>> START Supplied entries
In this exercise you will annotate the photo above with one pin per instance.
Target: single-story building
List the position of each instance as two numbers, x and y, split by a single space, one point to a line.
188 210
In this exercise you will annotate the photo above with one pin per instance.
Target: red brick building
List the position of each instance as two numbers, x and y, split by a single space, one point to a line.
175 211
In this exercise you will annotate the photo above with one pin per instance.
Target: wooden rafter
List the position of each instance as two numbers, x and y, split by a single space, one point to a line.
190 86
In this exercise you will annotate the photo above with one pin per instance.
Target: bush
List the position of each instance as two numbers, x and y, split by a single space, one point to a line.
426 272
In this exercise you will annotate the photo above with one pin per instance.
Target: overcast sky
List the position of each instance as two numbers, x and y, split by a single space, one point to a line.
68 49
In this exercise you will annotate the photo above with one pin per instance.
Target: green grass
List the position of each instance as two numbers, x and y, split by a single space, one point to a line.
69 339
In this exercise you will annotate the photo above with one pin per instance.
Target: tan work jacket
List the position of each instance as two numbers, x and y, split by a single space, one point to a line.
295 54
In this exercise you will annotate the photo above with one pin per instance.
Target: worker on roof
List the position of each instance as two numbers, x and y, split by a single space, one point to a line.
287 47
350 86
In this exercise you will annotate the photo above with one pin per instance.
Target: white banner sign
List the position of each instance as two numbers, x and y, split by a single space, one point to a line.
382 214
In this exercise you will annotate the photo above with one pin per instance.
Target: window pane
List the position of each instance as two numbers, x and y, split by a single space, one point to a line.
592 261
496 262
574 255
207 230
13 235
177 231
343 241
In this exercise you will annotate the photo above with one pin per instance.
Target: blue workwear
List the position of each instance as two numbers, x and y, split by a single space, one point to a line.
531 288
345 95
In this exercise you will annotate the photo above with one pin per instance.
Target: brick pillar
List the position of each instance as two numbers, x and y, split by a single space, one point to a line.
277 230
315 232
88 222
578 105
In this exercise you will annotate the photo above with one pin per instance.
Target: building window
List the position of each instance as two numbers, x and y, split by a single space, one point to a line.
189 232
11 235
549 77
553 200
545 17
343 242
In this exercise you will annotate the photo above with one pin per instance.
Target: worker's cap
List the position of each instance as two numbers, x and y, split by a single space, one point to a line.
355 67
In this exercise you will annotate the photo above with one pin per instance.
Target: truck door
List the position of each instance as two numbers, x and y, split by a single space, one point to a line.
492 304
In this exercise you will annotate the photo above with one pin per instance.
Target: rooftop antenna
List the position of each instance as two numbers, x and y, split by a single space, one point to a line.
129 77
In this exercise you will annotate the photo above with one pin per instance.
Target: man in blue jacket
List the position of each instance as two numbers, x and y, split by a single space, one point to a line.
>> END Supplied entries
Task instructions: Copy out the material word for word and line for line.

Exercise output:
In this exercise you will annotate the photo above with one pin per instance.
Target: single-story building
List the position of each instance as two numbers, x and y, split by a single space, one point to a line.
188 210
In this exercise you will annotate the photo above with one pin per instance.
Target: red brick building
List the position of each instance as two numbers, x and y, split by a single space, one point to a line.
175 211
In this exercise you will annotate the photo above with one pin per instance.
Target: wooden rafter
List the position of each instance as two numbers, x and y, split by a single space, one point to a line.
190 86
In this exercise you will annotate the photo above with one pin per instance.
Target: bush
List the position of each instance as two numbers, x and y, split by a single space, one point to a line.
426 272
In this exercise you will annotate the photo above with one pin per instance.
Target: overcast sky
List the position of each instance as two numbers, x and y, split by a single space, one point to a line.
68 49
In this exercise you will annotate the photo above with one pin per instance.
Target: green grass
List the position of each instance as two numbers, x and y, split by a single space, one point to a line.
69 339
In this exercise you will annotate the photo above with one pin per instance.
Target: tan work jacket
List the position of each instance as two numbers, x and y, split by a single space, one point to a line.
295 54
In this exercise you will annotate the photo above with one pin per instance.
Target: worker on roof
List the position of each instance as two numbers, x and y, split by a single space, one point to a line.
287 47
350 86
In this exercise you will annotate the photo above with one pin per instance.
Target: white banner sign
List the position of each instance as two numbers, x and y, split by a single space, one point to a line.
382 214
In this exercise you will annotate the photo above with one pin per instance.
Target: window pane
List the position of each instance as two numbers, x and y, split by a single space, one point to a line.
592 261
496 262
574 255
207 230
13 235
177 231
343 241
In this exercise you will annotate the photo above with one pin per instance.
Target: blue workwear
List the position of each instance as two numbers, x and y, split by a single space, one point to a line.
531 288
345 95
In this exercise you will annotate the photo above with one pin per instance.
Target: brick pillar
List the position of each instance as two numbers, x and y, split by a single space, one point to a line.
277 230
315 232
88 222
578 105
In this exercise you will annotate the photo above with one pin per instance.
Target: building window
List the position of each instance as two numbers, x and y, split by a single space, one point to a line.
189 232
11 235
549 77
553 200
545 17
343 242
In this exercise you will annotate the photo above with one pin per instance.
Target: worker's cap
List the position of each instance as two numbers, x and y, split by a single space, one point to a line.
355 67
In this exercise you will annotate the photo above with one pin per instance.
Target: truck door
List the position of each instance as two numbers, x and y, split by a single space, one point to a line.
492 304
In this exercise you will annotate the photo above with one pin per instance.
Target: rooftop antenna
List the position of each instance as two numbers, x and y, split by a single space, one point to a line.
129 77
In this exercise you will annotate the photo above with one pin per instance.
Target: man in blue jacket
List the position of each instance as two numbers, x and y, split by a single space, one point to a line.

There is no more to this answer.